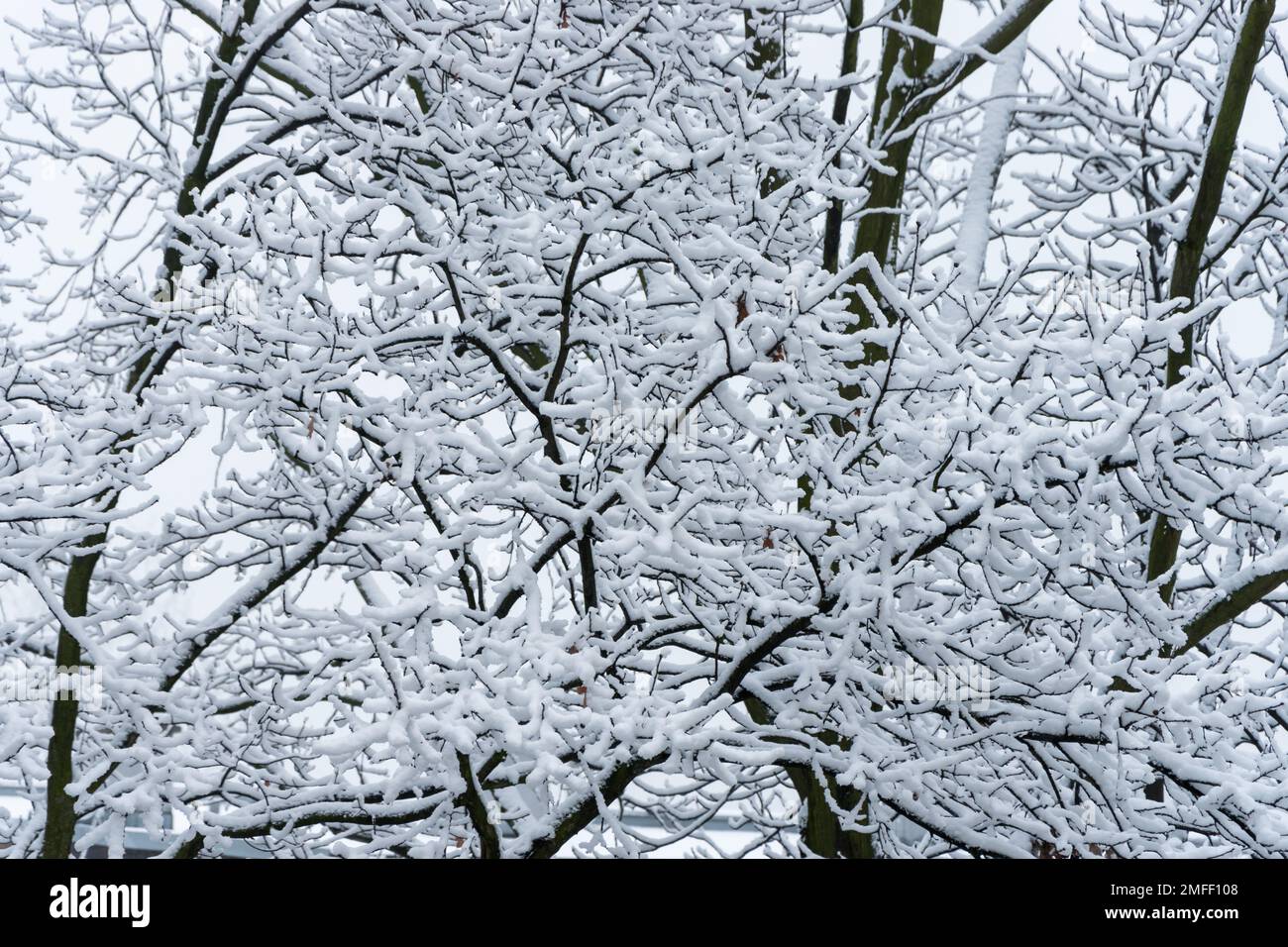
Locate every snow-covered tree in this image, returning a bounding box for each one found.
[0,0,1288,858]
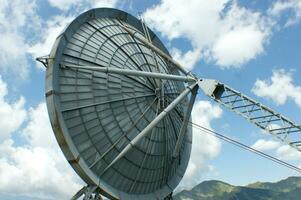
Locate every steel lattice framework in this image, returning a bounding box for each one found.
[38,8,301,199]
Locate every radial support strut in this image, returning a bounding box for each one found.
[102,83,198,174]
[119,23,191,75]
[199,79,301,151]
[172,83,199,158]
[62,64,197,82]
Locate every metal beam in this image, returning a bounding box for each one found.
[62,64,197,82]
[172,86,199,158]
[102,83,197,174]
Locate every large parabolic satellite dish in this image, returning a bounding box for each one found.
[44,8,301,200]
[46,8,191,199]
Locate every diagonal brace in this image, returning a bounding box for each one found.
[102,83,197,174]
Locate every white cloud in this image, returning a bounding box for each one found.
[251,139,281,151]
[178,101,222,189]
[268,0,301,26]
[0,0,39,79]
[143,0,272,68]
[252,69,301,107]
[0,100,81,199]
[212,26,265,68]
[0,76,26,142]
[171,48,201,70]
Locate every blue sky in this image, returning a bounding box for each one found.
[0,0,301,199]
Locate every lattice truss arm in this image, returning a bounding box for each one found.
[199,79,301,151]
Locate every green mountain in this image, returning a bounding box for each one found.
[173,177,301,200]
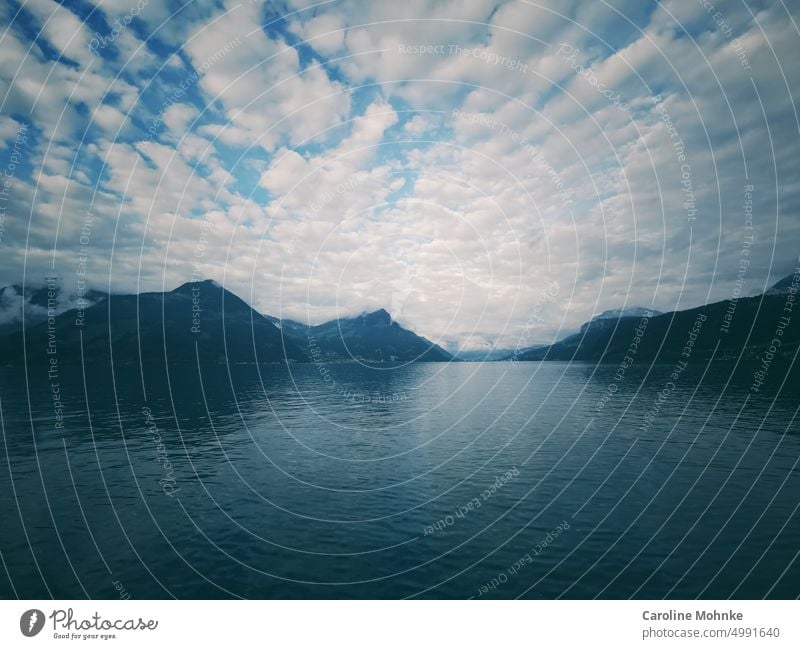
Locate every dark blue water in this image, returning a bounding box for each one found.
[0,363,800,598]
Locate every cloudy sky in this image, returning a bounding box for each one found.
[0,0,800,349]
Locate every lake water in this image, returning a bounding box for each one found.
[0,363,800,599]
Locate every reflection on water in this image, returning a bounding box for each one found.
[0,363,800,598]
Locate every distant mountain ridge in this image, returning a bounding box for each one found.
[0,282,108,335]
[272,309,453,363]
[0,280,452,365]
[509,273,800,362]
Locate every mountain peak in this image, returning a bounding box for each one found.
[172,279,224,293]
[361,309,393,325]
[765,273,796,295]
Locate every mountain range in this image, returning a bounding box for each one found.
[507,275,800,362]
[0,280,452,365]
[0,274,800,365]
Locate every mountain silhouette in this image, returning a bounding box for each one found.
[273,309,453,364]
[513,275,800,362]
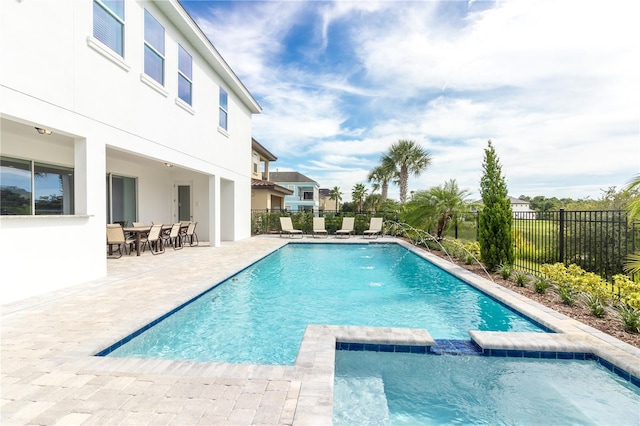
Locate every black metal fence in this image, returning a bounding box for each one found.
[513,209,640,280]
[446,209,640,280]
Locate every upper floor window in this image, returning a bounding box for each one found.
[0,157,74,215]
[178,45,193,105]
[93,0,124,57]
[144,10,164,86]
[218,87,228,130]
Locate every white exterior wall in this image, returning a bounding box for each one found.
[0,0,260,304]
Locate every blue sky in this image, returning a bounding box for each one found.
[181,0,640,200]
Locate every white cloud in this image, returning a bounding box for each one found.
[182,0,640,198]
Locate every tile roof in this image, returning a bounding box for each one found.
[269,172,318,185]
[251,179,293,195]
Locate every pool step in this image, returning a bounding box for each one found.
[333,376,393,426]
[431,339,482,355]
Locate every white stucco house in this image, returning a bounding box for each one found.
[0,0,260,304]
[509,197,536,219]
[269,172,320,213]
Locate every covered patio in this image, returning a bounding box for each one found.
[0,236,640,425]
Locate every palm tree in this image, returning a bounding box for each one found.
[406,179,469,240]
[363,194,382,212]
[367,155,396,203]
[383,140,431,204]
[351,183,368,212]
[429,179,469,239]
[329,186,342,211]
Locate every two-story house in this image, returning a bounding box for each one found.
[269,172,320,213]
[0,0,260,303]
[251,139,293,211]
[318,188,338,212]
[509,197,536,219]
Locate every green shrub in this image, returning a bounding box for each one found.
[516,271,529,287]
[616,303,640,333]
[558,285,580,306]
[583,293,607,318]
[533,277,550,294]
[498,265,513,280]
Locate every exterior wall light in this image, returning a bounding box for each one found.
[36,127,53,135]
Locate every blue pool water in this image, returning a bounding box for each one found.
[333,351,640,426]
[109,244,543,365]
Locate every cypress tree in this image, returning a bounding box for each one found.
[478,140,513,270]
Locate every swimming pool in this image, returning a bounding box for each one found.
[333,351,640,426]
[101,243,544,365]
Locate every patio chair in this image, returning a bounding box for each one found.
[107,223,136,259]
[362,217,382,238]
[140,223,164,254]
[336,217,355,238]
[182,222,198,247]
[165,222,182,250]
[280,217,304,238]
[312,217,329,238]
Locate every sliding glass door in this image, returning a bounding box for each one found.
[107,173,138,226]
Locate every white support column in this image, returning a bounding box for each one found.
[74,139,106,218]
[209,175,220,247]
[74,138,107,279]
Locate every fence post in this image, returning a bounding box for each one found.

______

* _WORK REQUIRED_
Convert all of the records above into a numbered list, omitting any blank lines and excluding the pictures.

* _RESPONSE_
1. Locate every snow-covered tree in this image, returning a bounding box for each one found.
2. [0,0,1288,858]
3. Locate every steel lattice framework in this image, returning a bounding box for each one found.
4. [38,8,301,199]
5. Locate every radial support strut in this image, returning a bounding box for each one found.
6. [102,83,198,174]
7. [119,23,191,75]
8. [199,79,301,151]
9. [172,83,199,158]
10. [62,64,197,82]
11. Locate every metal beam in this image, returning a bounding box for each one found.
12. [62,64,197,82]
13. [172,86,199,158]
14. [102,83,197,174]
15. Locate every large parabolic satellite dish in this image, returning a bounding box for each one found.
16. [44,8,301,200]
17. [46,8,191,199]
18. Locate every diagonal brace in this image, returning a bounding box for each one found.
19. [102,83,197,174]
20. Locate every white cloud in this image, returning a bounding box for each one found.
21. [251,139,281,151]
22. [178,101,222,189]
23. [268,0,301,26]
24. [0,0,39,79]
25. [143,0,272,68]
26. [252,69,301,107]
27. [0,100,81,199]
28. [212,26,265,68]
29. [0,76,26,142]
30. [171,48,201,70]
31. Locate every blue sky in this image, returning a bounding box for each one found.
32. [0,0,301,199]
33. Locate every lattice truss arm in this image, returning a bounding box for each one found.
34. [199,79,301,151]
35. Locate every green mountain in this image, returning a bounding box for each one found.
36. [173,177,301,200]
37. Locate every dark blue water in this image, returning a bounding box for each one found.
38. [0,363,800,598]
39. Locate every cloudy sky in this image, returning a bounding box for each one found.
40. [0,0,800,349]
41. Locate every lake water in this image, returning a bounding box for each one found.
42. [0,363,800,599]
43. Locate every reflection on water in this image, returning a bounding box for each one found.
44. [0,363,800,598]
45. Locate every distant mountain ridge in this image, returning a bounding box for each one found.
46. [0,282,108,335]
47. [272,309,453,363]
48. [0,280,452,365]
49. [509,273,800,362]
50. Locate every mountain peak in this image, returning a bounding box for each one found.
51. [172,279,224,293]
52. [361,309,393,325]
53. [765,273,796,295]
54. Locate every mountain range in this image, returning a bounding box for each one found.
55. [507,275,800,362]
56. [0,280,452,365]
57. [0,274,800,365]
58. Locate every mountain silhouette in this image, returning a bounding box for each one found.
59. [273,309,453,364]
60. [513,275,800,362]
61. Locate every black metal fence in this image, returning a bounding box for each one found.
62. [513,209,640,280]
63. [446,209,640,280]
64. Locate every upper floor window in this image, returning a bounding box for each one found.
65. [0,157,74,215]
66. [178,45,193,105]
67. [93,0,124,57]
68. [144,10,164,86]
69. [218,87,228,130]
70. Locate every white exterior wall in this image, returning a bounding box for each one found.
71. [0,0,260,304]
72. Locate every blue sky in this image, returning a bounding box for each one found.
73. [181,0,640,200]
74. Locate every white cloud in this image, returning a bounding box for each one found.
75. [182,0,640,198]
76. Locate every tile roof in this image, returning a bounding box for each one found.
77. [269,172,318,185]
78. [251,179,293,195]
79. Locate every pool step in this image, returning a bounding box for each one found.
80. [333,376,393,426]
81. [431,339,482,355]
82. Locate every white stucco house in this image, returning a bounding box for each one found.
83. [0,0,260,304]
84. [509,197,536,219]
85. [269,172,320,213]
86. Locate every covered patio in this image, returning a bounding box for each one found.
87. [0,236,640,425]
88. Locate every palm tree in this image, returning a bounding box for each one found.
89. [406,179,469,240]
90. [363,194,382,212]
91. [367,155,396,203]
92. [383,140,431,204]
93. [351,183,368,212]
94. [429,179,469,239]
95. [329,186,342,211]
96. Locate every two-story house in this image, returning a bounding box for each one found.
97. [269,172,320,213]
98. [0,0,260,303]
99. [251,139,293,211]
100. [318,188,338,212]
101. [509,197,536,219]
102. Locate every green shrub in this image, returning a bounding box for each one found.
103. [516,271,529,287]
104. [616,303,640,333]
105. [558,285,580,306]
106. [583,293,607,318]
107. [533,277,550,294]
108. [498,265,513,280]
109. Locate every exterior wall light in this image, returning a bounding box for each one found.
110. [36,127,53,135]
111. Locate every blue pool water in this image, returning a bounding box for each one found.
112. [333,351,640,426]
113. [109,244,543,365]
114. Locate every cypress tree in this image, returning a bounding box for each one found.
115. [478,140,513,270]
116. Locate every swimming pool in this image, returning a bounding box for each one found.
117. [333,351,640,426]
118. [101,243,544,365]
119. Locate every patio chair in this image, returning a bounding box for each one found.
120. [107,223,136,259]
121. [362,217,382,238]
122. [140,223,164,254]
123. [336,217,355,238]
124. [182,222,198,247]
125. [165,222,182,250]
126. [280,217,304,238]
127. [312,217,329,238]
128. Locate every sliding glass door in this image, returning a bounding box for each one found.
129. [107,173,138,226]
130. Locate every white support column in this image, returning a bounding box for each one found.
131. [74,139,106,218]
132. [209,175,220,247]
133. [74,138,107,279]
134. Locate every fence post in this image, returning a bounding box for each one found.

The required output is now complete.